### GOAL
Copy the records word for word, from the line that contains "I need to find the wooden plank" through the line that contains "[[328, 464, 367, 488], [388, 500, 412, 522]]", including both of those lines.

### EXCERPTED DATA
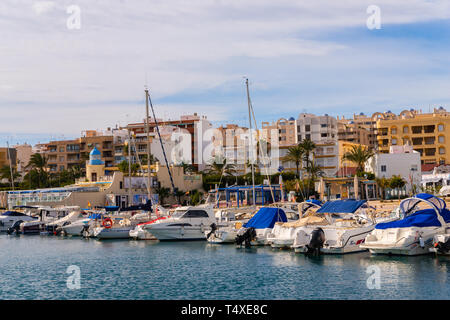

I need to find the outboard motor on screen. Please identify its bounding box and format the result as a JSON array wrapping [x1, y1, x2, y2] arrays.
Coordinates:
[[434, 239, 450, 253], [306, 228, 325, 256], [206, 223, 217, 240], [235, 227, 256, 248], [6, 220, 23, 234], [80, 225, 89, 238]]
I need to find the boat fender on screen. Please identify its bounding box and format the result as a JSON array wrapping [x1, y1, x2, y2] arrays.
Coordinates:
[[6, 220, 23, 234], [434, 239, 450, 253], [306, 228, 325, 255], [102, 218, 113, 229], [206, 223, 217, 240]]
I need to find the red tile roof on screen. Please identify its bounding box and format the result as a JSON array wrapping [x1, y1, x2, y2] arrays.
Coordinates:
[[336, 167, 357, 177]]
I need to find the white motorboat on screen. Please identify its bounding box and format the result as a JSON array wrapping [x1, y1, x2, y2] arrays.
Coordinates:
[[41, 208, 83, 235], [92, 213, 151, 239], [236, 207, 288, 247], [292, 199, 392, 255], [144, 204, 216, 241], [361, 193, 450, 256], [0, 211, 37, 232], [430, 227, 450, 256], [7, 206, 80, 234], [267, 200, 326, 249]]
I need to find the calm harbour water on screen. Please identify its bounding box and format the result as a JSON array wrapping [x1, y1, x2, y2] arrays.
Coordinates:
[[0, 234, 450, 299]]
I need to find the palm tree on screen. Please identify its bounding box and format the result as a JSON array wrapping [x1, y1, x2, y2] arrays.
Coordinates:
[[389, 175, 406, 200], [299, 139, 316, 171], [283, 144, 304, 178], [342, 145, 374, 174], [207, 159, 236, 176], [376, 177, 389, 199], [155, 187, 170, 205], [27, 153, 48, 188]]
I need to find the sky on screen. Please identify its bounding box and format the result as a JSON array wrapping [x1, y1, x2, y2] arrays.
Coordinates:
[[0, 0, 450, 146]]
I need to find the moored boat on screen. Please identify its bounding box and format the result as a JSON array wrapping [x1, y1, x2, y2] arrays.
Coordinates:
[[361, 193, 450, 256]]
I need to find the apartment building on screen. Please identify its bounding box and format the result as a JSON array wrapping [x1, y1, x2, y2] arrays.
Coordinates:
[[126, 113, 212, 170], [0, 148, 17, 167], [337, 112, 377, 149], [297, 113, 339, 176], [260, 117, 298, 147], [44, 139, 80, 172], [374, 107, 450, 164]]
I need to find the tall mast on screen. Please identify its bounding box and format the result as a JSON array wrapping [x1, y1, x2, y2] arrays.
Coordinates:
[[6, 141, 14, 191], [128, 129, 132, 207], [245, 78, 256, 205], [145, 87, 152, 201]]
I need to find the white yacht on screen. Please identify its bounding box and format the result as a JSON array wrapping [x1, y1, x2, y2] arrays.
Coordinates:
[[92, 212, 151, 239], [7, 206, 80, 234], [60, 212, 104, 236], [0, 211, 37, 232], [292, 199, 390, 254], [144, 204, 216, 241], [236, 207, 288, 247], [267, 200, 326, 249], [361, 193, 450, 256], [430, 227, 450, 256]]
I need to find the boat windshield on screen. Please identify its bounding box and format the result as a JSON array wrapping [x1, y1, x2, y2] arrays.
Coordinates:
[[172, 210, 187, 218]]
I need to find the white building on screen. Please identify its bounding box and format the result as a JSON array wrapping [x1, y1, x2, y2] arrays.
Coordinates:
[[365, 145, 422, 192], [297, 113, 339, 177]]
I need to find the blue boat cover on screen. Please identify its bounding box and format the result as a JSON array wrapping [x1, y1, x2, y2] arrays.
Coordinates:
[[244, 208, 287, 229], [0, 211, 26, 217], [306, 199, 322, 206], [88, 213, 103, 219], [375, 209, 450, 229], [316, 199, 367, 213]]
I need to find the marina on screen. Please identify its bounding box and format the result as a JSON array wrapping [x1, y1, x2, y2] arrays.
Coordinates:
[[0, 234, 450, 300]]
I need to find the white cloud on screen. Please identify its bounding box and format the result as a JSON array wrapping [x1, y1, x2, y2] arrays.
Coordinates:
[[0, 0, 450, 142]]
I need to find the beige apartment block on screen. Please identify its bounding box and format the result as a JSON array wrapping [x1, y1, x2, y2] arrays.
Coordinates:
[[373, 107, 450, 164]]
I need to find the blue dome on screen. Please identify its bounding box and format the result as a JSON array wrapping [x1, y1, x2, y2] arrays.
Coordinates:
[[89, 147, 102, 156], [89, 147, 105, 166]]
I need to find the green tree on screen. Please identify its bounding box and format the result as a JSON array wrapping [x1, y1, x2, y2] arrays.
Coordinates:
[[375, 177, 390, 200], [27, 153, 48, 188], [389, 175, 406, 200], [342, 145, 374, 174]]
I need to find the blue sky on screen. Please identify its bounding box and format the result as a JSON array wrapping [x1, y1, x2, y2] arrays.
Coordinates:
[[0, 0, 450, 145]]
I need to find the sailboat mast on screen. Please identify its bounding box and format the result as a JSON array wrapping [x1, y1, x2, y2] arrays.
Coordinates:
[[145, 88, 152, 201], [6, 141, 14, 191], [245, 78, 256, 205]]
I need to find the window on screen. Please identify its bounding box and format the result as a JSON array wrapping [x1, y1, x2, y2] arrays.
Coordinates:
[[183, 210, 208, 218]]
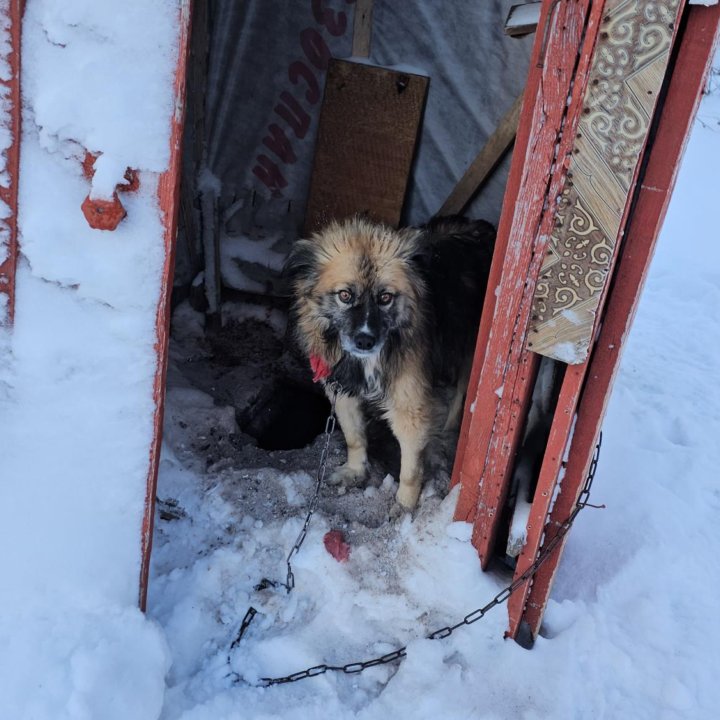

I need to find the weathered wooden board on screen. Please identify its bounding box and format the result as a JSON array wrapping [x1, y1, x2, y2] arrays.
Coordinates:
[[0, 0, 24, 327], [528, 0, 682, 364], [305, 60, 429, 233], [453, 0, 602, 567], [139, 0, 192, 610], [509, 5, 720, 637]]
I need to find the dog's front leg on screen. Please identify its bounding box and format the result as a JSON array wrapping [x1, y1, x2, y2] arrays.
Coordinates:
[[387, 378, 430, 510], [328, 395, 367, 487]]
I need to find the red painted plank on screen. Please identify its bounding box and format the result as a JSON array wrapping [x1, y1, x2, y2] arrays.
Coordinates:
[[522, 6, 720, 636], [139, 0, 192, 610], [506, 363, 587, 637], [451, 0, 581, 522], [0, 0, 25, 325], [506, 1, 688, 637], [455, 2, 603, 567]]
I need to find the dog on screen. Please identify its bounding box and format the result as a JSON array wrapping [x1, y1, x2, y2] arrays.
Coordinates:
[[286, 216, 495, 512]]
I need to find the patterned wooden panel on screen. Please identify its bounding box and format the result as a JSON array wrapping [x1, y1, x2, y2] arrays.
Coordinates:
[[527, 0, 682, 364]]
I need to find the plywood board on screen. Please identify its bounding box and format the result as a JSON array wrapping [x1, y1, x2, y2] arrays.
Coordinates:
[[453, 0, 602, 567], [509, 5, 720, 637], [527, 0, 682, 364], [305, 60, 429, 233]]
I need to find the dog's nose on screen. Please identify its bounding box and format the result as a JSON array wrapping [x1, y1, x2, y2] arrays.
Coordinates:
[[355, 333, 375, 352]]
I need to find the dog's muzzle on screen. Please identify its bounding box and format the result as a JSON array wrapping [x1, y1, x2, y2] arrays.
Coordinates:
[[353, 332, 377, 353]]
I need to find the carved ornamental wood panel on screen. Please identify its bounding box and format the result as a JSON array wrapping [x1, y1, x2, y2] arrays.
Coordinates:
[[527, 0, 682, 364]]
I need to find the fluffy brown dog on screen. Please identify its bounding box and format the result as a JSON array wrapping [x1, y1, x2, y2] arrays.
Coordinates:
[[286, 217, 495, 509]]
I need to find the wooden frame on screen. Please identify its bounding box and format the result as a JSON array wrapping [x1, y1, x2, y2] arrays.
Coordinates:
[[139, 0, 192, 611], [453, 0, 718, 637], [508, 5, 720, 637], [0, 0, 25, 327]]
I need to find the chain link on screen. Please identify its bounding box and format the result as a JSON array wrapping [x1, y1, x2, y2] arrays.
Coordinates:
[[253, 434, 605, 687], [228, 382, 342, 648], [285, 382, 341, 592]]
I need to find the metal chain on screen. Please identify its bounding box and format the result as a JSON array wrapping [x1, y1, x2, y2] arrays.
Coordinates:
[[285, 382, 341, 592], [261, 433, 605, 687], [228, 382, 342, 656]]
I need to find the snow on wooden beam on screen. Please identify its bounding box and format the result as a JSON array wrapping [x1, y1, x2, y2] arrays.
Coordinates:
[[0, 0, 24, 327]]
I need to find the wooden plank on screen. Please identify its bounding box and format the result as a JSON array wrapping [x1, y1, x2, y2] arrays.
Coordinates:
[[505, 2, 542, 37], [139, 0, 192, 611], [528, 0, 683, 364], [522, 5, 720, 637], [438, 94, 522, 215], [506, 364, 587, 637], [0, 0, 24, 327], [305, 60, 429, 234], [353, 0, 374, 57], [453, 0, 602, 567]]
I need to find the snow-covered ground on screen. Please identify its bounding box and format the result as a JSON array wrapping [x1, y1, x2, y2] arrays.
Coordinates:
[[0, 9, 720, 720], [150, 70, 720, 720]]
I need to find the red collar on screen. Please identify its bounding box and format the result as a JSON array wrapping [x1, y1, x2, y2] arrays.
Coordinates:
[[310, 355, 330, 382]]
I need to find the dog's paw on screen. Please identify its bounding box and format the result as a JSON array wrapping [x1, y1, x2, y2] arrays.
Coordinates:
[[328, 464, 367, 488], [388, 500, 412, 522]]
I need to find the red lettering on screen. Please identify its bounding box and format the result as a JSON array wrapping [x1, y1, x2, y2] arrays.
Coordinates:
[[300, 28, 330, 70], [312, 0, 347, 37], [288, 60, 320, 105], [253, 155, 287, 192], [263, 123, 297, 163], [274, 90, 310, 140]]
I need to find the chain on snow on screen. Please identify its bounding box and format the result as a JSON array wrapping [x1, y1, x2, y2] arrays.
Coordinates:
[[228, 410, 605, 687]]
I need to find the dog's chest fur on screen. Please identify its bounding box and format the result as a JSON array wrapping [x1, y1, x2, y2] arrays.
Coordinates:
[[331, 353, 387, 403], [360, 353, 385, 402]]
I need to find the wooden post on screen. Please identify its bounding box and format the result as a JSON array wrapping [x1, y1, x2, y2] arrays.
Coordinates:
[[508, 5, 720, 637], [453, 0, 603, 567], [0, 0, 25, 327], [139, 0, 192, 611]]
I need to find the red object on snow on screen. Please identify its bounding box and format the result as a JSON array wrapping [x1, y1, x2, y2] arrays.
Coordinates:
[[323, 530, 350, 562], [310, 355, 330, 382], [81, 193, 127, 230], [81, 150, 140, 230]]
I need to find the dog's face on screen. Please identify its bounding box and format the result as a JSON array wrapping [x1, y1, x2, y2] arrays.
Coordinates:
[[287, 219, 424, 358]]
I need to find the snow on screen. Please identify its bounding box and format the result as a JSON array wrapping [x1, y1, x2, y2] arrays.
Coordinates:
[[0, 5, 720, 720], [0, 0, 177, 720]]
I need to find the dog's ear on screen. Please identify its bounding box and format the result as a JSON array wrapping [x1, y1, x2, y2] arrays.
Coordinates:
[[399, 228, 432, 274], [283, 240, 317, 283]]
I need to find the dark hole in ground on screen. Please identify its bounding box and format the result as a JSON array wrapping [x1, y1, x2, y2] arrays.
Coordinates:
[[243, 381, 330, 450]]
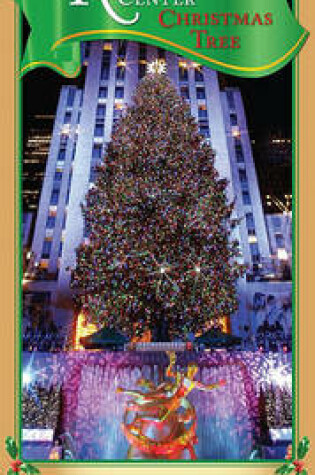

### EXPECTED ANSWER
I need to find the wooden plank on screen. Please identify its bounding box and format the result as a JSON array wrapping [x1, y1, x2, y2] arrays.
Coordinates:
[[505, 2, 542, 37], [139, 0, 192, 611], [528, 0, 683, 364], [522, 5, 720, 637], [438, 94, 522, 215], [506, 364, 587, 637], [0, 0, 24, 327], [305, 60, 429, 234], [353, 0, 374, 57], [453, 0, 602, 567]]
I need to find the snow-covered ground on screen. Please identify its bounding box and format the result as a JSON array wrapping [x1, y1, x2, y2] arrays.
Coordinates:
[[0, 9, 720, 720], [150, 70, 720, 720]]
I need to find the red collar on screen. Please identify its bounding box and format the result as a JSON array wrapping [x1, y1, x2, y2] arrays.
Coordinates:
[[310, 355, 330, 382]]
I need to find the dog's paw on screen. Please identify its bounding box and format the result as a JSON array wrapping [x1, y1, x2, y2] arrays.
Coordinates:
[[328, 464, 367, 488], [388, 500, 412, 522]]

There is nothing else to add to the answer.